(Try it): Please give again, exactly and only, the stretch of lines from the one containing "contains blue tarpaulin" to the end of the entries below.
== Provided data
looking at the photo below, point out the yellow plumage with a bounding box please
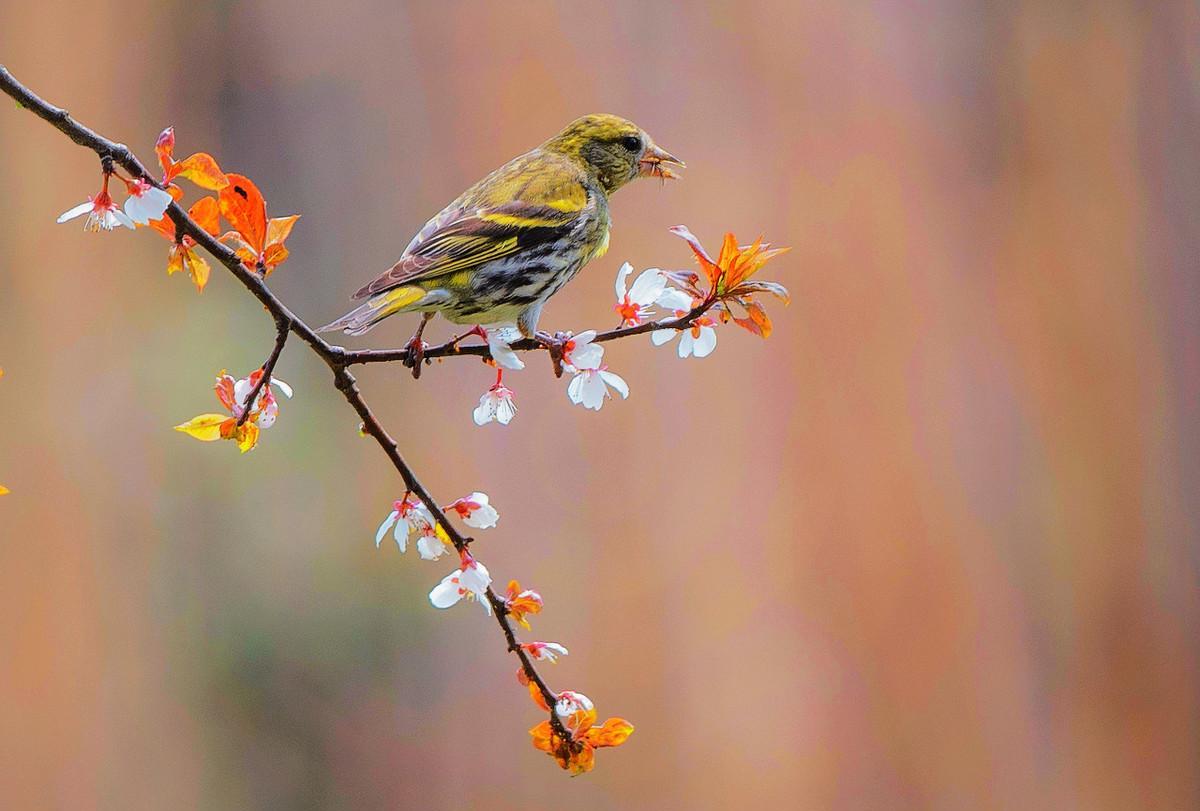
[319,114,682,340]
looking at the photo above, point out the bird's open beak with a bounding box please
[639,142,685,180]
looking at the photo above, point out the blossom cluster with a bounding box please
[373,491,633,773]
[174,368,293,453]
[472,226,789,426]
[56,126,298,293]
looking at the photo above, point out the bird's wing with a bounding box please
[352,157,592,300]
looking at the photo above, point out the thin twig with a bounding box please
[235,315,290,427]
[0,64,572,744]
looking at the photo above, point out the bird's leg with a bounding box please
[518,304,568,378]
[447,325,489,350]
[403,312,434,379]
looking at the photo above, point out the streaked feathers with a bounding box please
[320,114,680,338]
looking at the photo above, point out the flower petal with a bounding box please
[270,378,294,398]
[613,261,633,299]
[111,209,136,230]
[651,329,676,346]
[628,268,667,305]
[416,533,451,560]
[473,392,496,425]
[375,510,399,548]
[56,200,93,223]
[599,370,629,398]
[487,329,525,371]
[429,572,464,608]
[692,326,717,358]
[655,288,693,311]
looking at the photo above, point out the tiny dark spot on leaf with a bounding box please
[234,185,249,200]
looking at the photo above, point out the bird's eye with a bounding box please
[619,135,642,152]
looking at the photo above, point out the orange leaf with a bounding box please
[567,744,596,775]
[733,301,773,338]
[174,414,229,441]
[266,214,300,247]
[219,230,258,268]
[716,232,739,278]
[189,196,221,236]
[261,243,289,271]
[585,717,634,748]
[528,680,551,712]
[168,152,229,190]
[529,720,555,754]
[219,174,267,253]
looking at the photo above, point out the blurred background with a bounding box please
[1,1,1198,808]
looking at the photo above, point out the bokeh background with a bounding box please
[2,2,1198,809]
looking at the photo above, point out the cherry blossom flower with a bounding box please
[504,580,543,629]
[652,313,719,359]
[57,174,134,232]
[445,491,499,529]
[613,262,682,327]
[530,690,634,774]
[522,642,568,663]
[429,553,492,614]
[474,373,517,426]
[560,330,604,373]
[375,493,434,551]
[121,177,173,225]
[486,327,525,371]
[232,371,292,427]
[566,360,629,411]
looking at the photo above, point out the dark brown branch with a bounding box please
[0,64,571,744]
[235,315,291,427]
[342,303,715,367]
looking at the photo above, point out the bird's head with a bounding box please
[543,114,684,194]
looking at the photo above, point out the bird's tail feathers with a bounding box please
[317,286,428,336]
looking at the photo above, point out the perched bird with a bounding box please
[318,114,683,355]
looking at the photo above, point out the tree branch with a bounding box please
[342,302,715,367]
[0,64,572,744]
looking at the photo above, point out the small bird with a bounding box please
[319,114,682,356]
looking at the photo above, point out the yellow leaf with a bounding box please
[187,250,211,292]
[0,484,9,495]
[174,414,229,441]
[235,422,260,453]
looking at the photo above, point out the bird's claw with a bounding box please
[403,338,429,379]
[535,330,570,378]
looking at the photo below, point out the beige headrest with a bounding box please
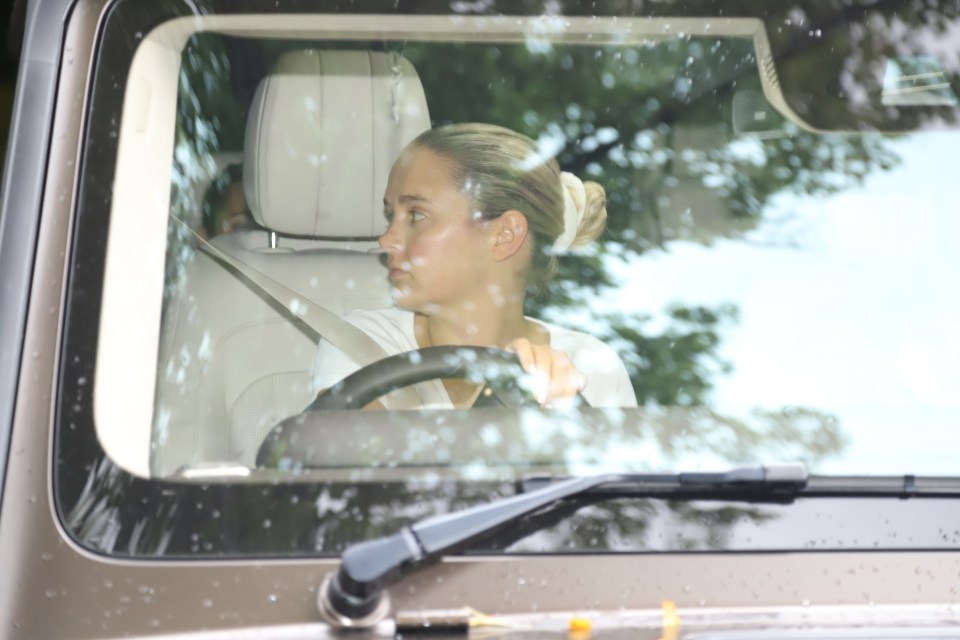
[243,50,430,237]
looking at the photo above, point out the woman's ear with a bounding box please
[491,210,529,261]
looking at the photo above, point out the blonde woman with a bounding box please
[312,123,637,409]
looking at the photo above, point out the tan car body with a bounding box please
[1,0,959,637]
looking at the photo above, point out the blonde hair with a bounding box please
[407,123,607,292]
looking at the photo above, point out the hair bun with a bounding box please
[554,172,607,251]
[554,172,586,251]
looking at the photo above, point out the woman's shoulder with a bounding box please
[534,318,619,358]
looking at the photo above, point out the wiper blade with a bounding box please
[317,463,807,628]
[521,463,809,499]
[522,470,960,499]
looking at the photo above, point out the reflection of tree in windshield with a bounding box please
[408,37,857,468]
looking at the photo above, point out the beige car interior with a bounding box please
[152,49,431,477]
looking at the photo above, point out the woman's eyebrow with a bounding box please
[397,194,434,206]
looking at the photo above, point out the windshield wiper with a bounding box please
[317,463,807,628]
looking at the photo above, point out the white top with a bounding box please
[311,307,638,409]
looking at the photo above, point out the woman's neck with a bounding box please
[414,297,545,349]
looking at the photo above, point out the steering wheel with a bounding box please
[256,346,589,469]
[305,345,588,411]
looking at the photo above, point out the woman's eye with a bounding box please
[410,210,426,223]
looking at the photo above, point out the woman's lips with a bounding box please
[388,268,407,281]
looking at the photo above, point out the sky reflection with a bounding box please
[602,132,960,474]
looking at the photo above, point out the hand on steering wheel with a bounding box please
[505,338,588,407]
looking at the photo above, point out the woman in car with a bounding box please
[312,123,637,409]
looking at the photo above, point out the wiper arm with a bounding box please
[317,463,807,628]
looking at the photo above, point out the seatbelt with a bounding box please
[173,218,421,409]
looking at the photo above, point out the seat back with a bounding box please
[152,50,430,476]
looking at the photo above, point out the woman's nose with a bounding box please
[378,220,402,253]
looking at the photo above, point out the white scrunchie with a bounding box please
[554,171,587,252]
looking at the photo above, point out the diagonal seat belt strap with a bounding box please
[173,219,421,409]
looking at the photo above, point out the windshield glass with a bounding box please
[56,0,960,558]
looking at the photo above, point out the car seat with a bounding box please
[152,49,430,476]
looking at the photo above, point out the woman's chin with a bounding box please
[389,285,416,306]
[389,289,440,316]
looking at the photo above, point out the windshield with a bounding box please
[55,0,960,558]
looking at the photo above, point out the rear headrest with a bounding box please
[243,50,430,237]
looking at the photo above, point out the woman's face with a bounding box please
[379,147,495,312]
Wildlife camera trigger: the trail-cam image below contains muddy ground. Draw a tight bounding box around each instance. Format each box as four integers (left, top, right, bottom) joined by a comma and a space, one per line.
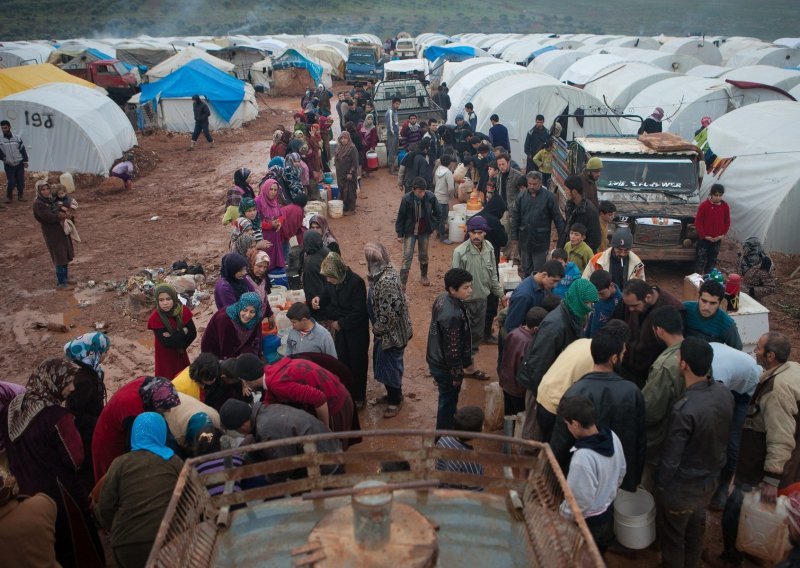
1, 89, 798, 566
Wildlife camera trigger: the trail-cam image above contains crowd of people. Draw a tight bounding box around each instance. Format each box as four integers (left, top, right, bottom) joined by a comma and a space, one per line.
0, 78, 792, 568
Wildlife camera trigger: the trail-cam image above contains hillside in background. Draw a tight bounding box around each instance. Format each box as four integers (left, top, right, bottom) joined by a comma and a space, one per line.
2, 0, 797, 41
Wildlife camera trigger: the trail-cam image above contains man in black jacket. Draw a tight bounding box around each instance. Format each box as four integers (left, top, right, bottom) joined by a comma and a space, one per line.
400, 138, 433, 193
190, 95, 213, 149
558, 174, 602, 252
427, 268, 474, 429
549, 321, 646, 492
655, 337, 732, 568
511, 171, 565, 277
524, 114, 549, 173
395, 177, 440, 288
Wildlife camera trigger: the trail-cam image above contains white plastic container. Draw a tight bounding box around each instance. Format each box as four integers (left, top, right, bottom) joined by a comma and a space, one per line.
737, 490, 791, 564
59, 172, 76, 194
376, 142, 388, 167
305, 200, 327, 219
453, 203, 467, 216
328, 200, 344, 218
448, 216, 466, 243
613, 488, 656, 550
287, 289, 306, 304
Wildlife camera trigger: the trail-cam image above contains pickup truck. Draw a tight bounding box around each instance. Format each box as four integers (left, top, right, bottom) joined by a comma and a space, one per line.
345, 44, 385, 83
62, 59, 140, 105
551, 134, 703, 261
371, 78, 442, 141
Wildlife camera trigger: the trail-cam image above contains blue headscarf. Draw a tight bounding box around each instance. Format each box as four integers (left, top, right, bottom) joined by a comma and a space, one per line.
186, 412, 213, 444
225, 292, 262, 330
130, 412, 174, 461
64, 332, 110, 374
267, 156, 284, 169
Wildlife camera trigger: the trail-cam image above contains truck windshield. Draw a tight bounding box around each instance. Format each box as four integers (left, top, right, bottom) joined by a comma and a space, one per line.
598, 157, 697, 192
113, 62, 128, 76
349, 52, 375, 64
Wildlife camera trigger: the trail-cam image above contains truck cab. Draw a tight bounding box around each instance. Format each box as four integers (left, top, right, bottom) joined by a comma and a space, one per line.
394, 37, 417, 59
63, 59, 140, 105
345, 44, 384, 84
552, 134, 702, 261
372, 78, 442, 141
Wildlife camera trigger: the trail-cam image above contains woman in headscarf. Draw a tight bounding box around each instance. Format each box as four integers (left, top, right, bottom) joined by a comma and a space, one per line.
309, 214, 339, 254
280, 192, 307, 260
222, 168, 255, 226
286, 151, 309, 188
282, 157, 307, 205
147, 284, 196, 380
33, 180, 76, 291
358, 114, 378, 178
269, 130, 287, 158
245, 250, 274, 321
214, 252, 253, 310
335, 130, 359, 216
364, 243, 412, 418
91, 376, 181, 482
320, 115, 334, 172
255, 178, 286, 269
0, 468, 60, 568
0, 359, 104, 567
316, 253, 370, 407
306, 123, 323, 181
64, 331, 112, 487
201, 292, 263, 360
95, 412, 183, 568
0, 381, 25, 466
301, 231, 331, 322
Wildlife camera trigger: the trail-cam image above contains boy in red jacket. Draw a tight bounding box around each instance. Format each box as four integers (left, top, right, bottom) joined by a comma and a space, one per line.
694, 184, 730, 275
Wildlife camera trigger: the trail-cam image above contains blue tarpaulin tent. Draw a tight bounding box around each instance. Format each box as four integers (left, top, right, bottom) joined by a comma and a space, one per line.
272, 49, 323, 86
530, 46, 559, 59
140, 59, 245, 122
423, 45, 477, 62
====
(Solution to this task):
Wildlife camera trigger: the trail-cam image above contains blue tarpaulin tent. Draw a tight bounding box around each instance. Format each box as four integers (left, top, right, bottom) joined by a comma and a space, one per line.
272, 49, 323, 86
530, 46, 559, 59
140, 59, 245, 122
423, 45, 477, 62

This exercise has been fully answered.